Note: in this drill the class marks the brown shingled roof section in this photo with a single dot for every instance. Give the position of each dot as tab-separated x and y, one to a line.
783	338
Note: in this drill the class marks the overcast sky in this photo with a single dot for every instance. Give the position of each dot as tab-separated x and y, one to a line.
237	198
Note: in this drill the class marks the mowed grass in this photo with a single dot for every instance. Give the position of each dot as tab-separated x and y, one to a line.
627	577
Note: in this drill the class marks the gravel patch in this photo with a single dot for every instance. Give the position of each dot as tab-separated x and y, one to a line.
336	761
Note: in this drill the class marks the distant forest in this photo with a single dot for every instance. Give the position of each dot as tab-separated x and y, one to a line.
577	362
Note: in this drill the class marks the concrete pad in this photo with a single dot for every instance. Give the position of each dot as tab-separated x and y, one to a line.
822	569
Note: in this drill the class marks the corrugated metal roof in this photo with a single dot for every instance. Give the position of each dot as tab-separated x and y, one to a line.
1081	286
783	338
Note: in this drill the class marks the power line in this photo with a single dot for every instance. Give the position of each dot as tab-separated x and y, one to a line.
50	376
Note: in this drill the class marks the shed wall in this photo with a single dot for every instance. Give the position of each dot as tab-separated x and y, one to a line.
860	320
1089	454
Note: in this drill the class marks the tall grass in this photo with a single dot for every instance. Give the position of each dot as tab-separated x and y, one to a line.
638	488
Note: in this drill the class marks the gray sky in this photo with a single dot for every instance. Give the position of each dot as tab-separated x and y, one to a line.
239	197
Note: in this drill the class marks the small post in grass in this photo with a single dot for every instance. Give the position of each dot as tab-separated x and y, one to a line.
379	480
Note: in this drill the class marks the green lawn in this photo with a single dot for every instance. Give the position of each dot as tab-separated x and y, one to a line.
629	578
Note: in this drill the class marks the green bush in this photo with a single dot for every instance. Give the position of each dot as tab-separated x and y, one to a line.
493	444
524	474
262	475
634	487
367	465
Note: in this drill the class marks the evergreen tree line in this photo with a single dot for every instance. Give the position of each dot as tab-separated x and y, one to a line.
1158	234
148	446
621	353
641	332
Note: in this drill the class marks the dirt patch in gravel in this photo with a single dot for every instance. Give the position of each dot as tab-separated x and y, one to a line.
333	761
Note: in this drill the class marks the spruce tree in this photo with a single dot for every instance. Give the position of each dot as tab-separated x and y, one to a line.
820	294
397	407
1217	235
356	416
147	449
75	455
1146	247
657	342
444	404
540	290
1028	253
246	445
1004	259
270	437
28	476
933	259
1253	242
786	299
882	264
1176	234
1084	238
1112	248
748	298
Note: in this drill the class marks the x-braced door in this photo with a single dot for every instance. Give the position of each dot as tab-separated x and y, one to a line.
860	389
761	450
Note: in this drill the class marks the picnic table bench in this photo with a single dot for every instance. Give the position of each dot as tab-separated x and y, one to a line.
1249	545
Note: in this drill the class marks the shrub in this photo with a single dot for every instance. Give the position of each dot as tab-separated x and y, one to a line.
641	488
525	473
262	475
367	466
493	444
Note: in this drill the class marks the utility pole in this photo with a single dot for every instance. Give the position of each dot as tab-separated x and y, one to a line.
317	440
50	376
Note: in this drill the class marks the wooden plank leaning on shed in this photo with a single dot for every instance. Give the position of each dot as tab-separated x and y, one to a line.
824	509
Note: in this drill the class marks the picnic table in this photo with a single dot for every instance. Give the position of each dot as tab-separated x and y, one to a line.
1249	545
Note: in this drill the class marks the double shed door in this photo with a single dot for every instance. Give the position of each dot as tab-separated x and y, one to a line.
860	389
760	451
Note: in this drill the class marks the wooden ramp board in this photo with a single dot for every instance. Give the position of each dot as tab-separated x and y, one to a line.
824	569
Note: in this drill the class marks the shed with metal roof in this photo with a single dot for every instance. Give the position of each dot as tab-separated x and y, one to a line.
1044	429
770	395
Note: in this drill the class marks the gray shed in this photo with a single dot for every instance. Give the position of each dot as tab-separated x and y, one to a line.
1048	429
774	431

☆ ☆ ☆ ☆ ☆ ☆ ☆

Repeat, word for word, every line from the line that contains "Note: in this drill the class marks the wooden ramp" to the end of the entries; include both of those lines and no others.

Note: in this drill the class marks the wooden ramp board in this photo with a single dot for every instance. Give the position of each dot as tab-separated x and y, one to a line.
824	569
Note: in this drill the class marks the shed with metal roof in this photo with a single dot for every instance. Give the position of each dot as tab-separated x and y, one to a line.
1044	429
770	395
Note: in this drill the class marks the gray shed in this photo with a single dot for every instance. Give the position of each dot as tab-separated x and y, one to a line.
1048	429
774	431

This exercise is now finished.